┌─ Extracted information

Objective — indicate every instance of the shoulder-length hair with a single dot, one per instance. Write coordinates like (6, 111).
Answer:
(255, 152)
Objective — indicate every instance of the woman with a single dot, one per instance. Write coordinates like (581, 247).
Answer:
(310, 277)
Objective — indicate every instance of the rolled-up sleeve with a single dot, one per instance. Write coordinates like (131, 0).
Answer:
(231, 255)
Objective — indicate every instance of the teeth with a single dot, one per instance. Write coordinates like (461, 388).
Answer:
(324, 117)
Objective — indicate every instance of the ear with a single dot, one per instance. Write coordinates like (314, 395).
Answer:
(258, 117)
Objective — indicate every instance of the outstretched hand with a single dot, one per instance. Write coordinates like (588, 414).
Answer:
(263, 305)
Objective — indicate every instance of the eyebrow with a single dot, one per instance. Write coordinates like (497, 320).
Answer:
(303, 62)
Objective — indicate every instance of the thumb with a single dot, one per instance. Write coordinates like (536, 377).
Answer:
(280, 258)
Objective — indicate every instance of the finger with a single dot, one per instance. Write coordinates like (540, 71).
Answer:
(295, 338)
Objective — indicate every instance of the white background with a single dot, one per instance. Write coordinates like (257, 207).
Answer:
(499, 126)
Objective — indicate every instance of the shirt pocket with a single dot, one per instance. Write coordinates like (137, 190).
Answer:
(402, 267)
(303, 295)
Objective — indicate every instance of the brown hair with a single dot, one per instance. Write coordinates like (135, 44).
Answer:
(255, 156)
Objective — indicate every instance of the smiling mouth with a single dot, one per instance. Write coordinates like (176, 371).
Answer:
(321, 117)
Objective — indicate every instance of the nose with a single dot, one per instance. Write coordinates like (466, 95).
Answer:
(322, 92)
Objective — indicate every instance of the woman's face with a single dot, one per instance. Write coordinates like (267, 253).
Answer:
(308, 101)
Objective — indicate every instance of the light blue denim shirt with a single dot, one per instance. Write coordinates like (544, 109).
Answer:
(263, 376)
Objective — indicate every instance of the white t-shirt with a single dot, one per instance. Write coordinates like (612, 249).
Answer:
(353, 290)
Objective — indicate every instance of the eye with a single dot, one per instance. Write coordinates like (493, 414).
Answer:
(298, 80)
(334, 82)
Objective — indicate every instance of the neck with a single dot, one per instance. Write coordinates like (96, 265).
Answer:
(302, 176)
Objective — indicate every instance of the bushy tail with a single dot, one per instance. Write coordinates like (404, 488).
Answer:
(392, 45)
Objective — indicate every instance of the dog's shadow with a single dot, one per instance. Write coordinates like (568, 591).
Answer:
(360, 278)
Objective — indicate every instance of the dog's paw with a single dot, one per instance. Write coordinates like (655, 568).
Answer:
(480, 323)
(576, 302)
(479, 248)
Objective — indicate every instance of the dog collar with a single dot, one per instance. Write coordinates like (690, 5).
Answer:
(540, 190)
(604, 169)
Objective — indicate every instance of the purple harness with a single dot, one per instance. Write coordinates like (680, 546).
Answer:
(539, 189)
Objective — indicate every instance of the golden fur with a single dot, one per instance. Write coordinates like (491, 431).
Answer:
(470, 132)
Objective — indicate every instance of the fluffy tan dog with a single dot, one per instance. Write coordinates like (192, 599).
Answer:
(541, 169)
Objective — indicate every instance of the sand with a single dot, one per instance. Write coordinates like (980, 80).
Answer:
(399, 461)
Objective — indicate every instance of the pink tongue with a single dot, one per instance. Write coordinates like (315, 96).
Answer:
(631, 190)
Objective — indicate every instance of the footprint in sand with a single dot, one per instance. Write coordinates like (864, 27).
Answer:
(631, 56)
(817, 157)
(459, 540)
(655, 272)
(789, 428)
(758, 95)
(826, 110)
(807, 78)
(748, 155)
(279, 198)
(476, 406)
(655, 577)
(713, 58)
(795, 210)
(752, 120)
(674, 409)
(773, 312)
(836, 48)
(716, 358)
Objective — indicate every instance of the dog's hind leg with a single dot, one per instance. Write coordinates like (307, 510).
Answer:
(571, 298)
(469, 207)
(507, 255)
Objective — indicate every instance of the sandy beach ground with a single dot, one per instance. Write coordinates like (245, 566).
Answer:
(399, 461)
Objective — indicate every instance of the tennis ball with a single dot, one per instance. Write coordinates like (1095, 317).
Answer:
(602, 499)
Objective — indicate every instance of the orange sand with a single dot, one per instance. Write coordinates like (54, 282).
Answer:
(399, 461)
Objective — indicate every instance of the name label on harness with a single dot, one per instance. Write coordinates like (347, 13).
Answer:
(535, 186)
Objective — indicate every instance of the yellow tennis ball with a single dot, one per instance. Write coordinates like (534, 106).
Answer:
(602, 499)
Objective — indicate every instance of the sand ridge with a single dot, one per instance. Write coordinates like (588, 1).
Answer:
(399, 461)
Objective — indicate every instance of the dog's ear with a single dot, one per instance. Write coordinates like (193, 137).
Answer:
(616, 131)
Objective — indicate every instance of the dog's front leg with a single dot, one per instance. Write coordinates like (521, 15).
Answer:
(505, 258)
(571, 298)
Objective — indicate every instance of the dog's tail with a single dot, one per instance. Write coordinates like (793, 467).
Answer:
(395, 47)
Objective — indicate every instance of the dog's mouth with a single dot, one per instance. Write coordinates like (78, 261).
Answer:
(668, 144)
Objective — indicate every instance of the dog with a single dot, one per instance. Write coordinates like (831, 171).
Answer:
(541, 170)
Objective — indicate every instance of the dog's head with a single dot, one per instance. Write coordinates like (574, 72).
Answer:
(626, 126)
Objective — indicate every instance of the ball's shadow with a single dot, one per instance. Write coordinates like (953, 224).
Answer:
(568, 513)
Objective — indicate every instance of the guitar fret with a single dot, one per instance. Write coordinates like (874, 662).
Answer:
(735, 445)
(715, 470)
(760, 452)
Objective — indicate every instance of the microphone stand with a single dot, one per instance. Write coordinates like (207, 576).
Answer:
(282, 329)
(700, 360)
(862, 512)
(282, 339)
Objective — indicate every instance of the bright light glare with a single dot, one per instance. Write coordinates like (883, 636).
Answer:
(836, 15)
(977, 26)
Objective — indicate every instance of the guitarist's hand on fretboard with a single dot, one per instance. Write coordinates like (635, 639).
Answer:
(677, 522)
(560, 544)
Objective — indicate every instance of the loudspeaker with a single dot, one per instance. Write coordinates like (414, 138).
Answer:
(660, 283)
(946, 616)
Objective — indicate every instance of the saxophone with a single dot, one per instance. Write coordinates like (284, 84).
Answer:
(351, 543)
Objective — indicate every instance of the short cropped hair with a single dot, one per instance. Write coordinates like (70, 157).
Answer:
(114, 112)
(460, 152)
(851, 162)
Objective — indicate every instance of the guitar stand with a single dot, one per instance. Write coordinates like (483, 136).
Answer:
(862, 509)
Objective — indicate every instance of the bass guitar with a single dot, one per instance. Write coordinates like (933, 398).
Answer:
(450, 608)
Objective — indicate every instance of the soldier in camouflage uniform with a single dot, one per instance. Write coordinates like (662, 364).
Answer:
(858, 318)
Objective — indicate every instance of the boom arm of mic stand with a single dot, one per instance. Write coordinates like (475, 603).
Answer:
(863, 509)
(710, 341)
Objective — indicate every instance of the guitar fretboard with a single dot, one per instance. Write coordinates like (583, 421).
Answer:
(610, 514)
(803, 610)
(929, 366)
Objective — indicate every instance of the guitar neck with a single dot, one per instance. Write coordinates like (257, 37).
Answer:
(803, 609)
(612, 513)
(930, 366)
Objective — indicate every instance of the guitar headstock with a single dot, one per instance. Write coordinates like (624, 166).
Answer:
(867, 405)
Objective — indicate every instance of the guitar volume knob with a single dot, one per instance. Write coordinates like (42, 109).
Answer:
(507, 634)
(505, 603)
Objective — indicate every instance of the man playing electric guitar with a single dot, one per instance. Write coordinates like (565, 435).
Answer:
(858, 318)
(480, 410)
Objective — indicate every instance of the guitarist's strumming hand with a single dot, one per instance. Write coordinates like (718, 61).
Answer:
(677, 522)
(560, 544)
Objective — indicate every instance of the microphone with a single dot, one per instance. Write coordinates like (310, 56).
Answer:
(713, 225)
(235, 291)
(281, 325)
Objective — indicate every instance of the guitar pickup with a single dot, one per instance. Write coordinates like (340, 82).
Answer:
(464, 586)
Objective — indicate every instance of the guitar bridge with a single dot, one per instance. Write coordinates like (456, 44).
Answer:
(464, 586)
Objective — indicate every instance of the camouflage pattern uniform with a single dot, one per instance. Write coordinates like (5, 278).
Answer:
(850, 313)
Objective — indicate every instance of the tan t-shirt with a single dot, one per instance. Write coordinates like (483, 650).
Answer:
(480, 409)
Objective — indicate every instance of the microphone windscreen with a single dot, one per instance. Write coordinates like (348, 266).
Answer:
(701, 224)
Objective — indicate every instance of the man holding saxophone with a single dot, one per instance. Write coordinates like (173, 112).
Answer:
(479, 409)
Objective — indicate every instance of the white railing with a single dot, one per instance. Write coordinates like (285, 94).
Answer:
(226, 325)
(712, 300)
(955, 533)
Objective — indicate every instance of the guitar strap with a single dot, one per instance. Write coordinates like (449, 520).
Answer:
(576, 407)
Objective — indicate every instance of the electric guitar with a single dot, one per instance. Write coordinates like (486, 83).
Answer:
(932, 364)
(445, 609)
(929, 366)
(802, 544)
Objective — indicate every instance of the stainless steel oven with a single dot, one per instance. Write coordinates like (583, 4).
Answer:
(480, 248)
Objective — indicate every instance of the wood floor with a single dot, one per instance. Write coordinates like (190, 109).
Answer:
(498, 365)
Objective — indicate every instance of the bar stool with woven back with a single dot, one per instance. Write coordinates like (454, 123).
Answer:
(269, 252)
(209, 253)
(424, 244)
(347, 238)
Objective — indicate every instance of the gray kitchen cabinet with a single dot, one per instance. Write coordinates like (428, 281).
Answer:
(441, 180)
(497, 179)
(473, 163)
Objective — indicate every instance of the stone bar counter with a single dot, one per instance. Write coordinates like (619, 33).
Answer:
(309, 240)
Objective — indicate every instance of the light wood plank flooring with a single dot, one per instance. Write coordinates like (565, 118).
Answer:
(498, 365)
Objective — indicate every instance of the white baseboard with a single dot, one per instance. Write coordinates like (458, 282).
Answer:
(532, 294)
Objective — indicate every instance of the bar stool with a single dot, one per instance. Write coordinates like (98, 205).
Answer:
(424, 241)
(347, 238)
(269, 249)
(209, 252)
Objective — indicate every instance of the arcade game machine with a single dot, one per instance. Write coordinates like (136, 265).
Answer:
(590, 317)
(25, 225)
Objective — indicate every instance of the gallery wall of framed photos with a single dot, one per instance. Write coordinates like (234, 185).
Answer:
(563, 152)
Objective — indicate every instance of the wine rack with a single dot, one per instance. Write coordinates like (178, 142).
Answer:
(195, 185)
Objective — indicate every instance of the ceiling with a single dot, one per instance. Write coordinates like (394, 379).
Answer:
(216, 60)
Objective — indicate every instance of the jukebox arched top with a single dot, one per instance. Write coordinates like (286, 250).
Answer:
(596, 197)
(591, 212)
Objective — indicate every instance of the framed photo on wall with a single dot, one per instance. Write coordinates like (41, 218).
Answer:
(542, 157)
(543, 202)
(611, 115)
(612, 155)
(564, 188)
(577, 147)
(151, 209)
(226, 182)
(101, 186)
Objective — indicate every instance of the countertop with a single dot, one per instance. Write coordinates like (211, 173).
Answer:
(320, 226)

└─

• _Problem_:
Wherever a line of the entries holds the string "fretboard", copy that line.

• _Answer box_:
Objective — indicate every instance of the guitarist's hand on fretboard with a single dot, one per instance. Write coordinates like (635, 639).
Objective — indicate every instance of the guitar fretboard with a single dot, one per instance. Write coordinates like (583, 421).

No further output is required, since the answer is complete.